>> START Given passage

See Effect Size from Test Statistics vignette.

Usage

t_to_d(t, df_error, paired = FALSE, ci = 0.95, alternative = "two.sided", ...)

z_to_d(z, n, paired = FALSE, ci = 0.95, alternative = "two.sided", ...)

F_to_d(
  f,
  df,
  df_error,
  paired = FALSE,
  ci = 0.95,
  alternative = "two.sided",
  ...
)

t_to_r(t, df_error, ci = 0.95, alternative = "two.sided", ...)

z_to_r(z, n, ci = 0.95, alternative = "two.sided", ...)

F_to_r(f, df, df_error, ci = 0.95, alternative = "two.sided", ...)

Arguments

t, f, z

The t, the F or the z statistics.

paired

Should the estimate account for the t-value being testing the difference between dependent means?

ci

Confidence Interval (CI) level

alternative

a character string specifying the alternative hypothesis; Controls the type of CI returned: "two.sided" (default, two-sided CI), "greater" or "less" (one-sided CI). Partial matching is allowed (e.g., "g", "l", "two"...). See One-Sided CIs in effectsize_CIs.

...

Arguments passed to or from other methods.

n

The number of observations (the sample size).

df, df_error

Degrees of freedom of numerator or of the error estimate (i.e., the residuals).

Value

A data frame with the effect size(s)(r or d), and their CIs (CI_low and CI_high).

Details

These functions use the following formulae to approximate r and d:

$$r_{partial} = t / \sqrt{t^2 + df_{error}}$$

$$r_{partial} = z / \sqrt{z^2 + N}$$

$$d = 2 * t / \sqrt{df_{error}}$$

$$d_z = t / \sqrt{df_{error}}$$

$$d = 2 * z / \sqrt{N}$$

The resulting d effect size is an approximation to Cohen's d, and assumes two equal group sizes. When possible, it is advised to directly estimate Cohen's d, with cohens_d(), emmeans::eff_size(), or similar functions.

Confidence (Compatibility) Intervals (CIs)

>> END Given passage
>> START Material

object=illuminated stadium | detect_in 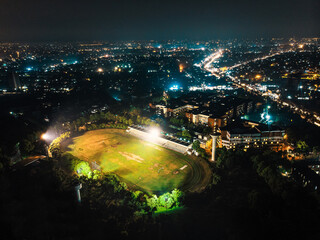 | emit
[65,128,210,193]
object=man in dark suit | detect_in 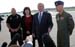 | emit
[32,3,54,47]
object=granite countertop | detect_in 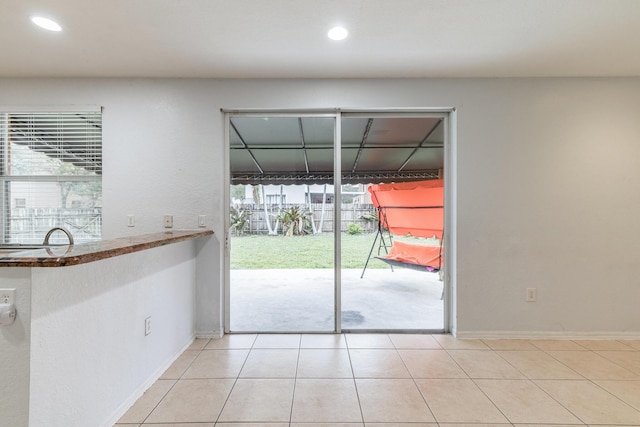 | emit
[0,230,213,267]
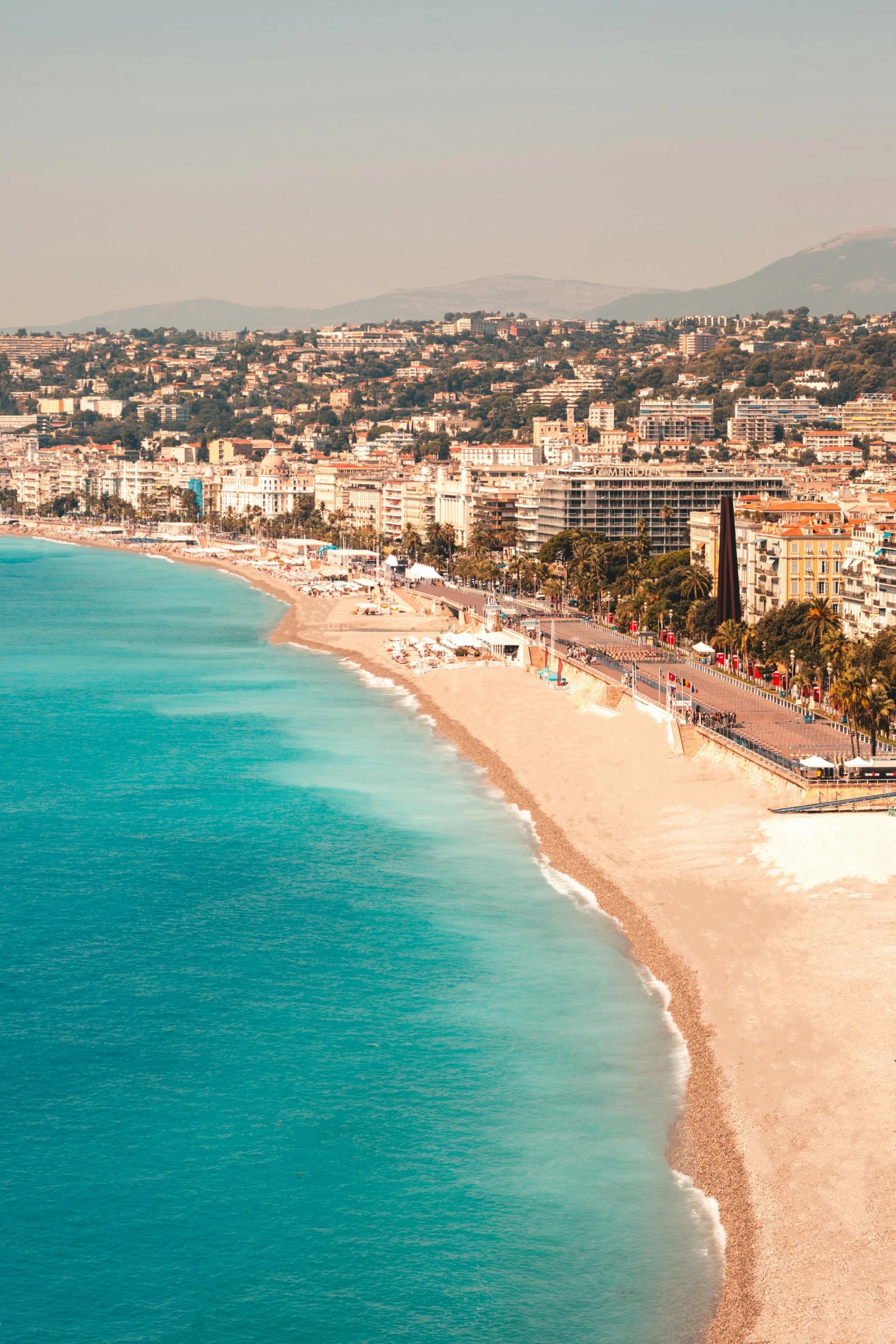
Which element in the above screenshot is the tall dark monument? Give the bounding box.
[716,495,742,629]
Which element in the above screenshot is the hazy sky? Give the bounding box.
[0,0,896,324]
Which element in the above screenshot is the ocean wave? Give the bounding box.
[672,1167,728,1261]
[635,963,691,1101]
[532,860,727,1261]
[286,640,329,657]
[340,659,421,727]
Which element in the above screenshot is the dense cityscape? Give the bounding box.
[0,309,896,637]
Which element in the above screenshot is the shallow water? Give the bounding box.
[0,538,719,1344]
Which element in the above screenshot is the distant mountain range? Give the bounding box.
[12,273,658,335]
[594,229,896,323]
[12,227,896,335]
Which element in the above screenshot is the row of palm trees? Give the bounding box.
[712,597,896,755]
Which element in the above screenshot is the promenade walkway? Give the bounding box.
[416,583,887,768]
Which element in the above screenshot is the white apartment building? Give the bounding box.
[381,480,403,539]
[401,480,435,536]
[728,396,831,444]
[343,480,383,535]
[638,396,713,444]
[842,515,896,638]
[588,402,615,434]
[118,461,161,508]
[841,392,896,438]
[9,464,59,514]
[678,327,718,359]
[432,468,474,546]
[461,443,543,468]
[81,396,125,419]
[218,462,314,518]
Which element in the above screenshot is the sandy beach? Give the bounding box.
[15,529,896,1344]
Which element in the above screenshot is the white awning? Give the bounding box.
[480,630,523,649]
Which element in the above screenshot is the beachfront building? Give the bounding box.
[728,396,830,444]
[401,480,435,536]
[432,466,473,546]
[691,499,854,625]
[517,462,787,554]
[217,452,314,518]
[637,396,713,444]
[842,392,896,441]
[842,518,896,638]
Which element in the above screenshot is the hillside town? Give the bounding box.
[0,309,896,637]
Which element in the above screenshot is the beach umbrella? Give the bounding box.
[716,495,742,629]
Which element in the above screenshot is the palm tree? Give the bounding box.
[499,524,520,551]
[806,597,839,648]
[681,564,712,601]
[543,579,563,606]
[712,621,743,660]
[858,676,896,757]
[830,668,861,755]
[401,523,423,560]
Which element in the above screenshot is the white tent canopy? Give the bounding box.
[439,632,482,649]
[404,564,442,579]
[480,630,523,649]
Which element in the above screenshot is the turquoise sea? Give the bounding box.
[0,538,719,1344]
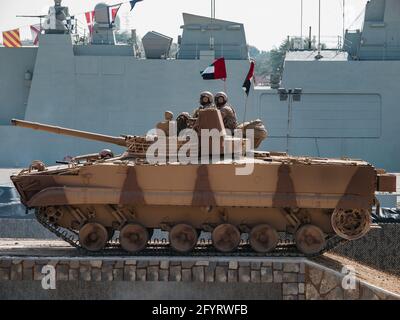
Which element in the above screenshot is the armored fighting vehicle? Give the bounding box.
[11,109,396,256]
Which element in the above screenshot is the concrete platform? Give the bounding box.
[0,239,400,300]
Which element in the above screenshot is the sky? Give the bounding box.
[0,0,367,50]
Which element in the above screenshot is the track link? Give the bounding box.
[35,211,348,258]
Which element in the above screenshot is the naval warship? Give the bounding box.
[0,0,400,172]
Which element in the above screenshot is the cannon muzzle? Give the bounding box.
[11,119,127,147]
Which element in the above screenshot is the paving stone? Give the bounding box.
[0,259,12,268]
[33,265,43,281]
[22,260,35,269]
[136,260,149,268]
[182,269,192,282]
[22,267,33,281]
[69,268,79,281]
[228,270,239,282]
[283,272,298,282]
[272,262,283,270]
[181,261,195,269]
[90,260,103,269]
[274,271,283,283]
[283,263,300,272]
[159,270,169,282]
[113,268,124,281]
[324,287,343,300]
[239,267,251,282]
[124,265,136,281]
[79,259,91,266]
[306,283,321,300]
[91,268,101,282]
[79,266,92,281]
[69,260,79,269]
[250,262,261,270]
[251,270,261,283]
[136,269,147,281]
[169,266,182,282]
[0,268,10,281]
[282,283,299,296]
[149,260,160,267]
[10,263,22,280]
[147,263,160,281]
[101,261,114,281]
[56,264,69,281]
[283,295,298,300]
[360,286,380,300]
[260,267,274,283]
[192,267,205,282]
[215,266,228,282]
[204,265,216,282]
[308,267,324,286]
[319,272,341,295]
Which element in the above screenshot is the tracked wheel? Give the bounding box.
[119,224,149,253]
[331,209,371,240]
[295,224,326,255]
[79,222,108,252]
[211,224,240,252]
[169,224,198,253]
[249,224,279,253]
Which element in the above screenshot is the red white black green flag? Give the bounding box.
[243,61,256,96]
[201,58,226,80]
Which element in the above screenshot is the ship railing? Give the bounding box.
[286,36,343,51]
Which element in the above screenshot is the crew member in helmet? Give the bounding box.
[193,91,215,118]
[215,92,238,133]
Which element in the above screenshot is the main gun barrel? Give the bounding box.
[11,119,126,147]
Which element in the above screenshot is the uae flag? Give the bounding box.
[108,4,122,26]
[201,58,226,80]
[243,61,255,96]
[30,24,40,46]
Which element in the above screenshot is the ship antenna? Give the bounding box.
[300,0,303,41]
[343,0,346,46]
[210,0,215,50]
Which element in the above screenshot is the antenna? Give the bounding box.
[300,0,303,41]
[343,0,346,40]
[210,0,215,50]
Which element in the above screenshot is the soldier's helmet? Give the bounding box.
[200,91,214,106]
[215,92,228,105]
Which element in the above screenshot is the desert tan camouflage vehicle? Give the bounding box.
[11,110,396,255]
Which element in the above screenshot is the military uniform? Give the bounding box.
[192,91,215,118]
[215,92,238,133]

>> END Material

▶ _Problems to solve_:
(a) In the effect size conversion reference, what does the resulting d effect size assume about the groups?
(b) From the effect size conversion reference, return the part that opens with the words containing "The resulting d" and closes with "(Compatibility) Intervals (CIs)".
(c) Resume the effect size conversion reference from where it stops.

▶ _Responses_:
(a) It assumes two equal group sizes.

(b)
The resulting d effect size is an approximation to Cohen's d, and assumes two equal group sizes. When possible, it is advised to directly estimate Cohen's d, with cohens_d(), emmeans::eff_size(), or similar functions.

Confidence (Compatibility) Intervals (CIs)

(c)
Unless stated otherwise, confidence (compatibility) intervals (CIs) are estimated using the noncentrality parameter method (also called the "pivot method"). This method finds the noncentrality parameter ("ncp") of a noncentral t, F, or \(\chi^2\) distribution that places the observed t, F, or \(\chi^2\) test statistic at the desired probability point of the distribution. For example, if the observed t statistic is 2.0, with 50 degrees of freedom, for which cumulative noncentral t distribution is t = 2.0 the .025 quantile (answer: the noncentral t distribution with ncp = .04)? After estimating these confidence bounds on the ncp, they are converted into the effect size metric to obtain a confidence interval for the effect size (Steiger, 2004).

For additional details on estimation and troubleshooting, see effectsize_CIs.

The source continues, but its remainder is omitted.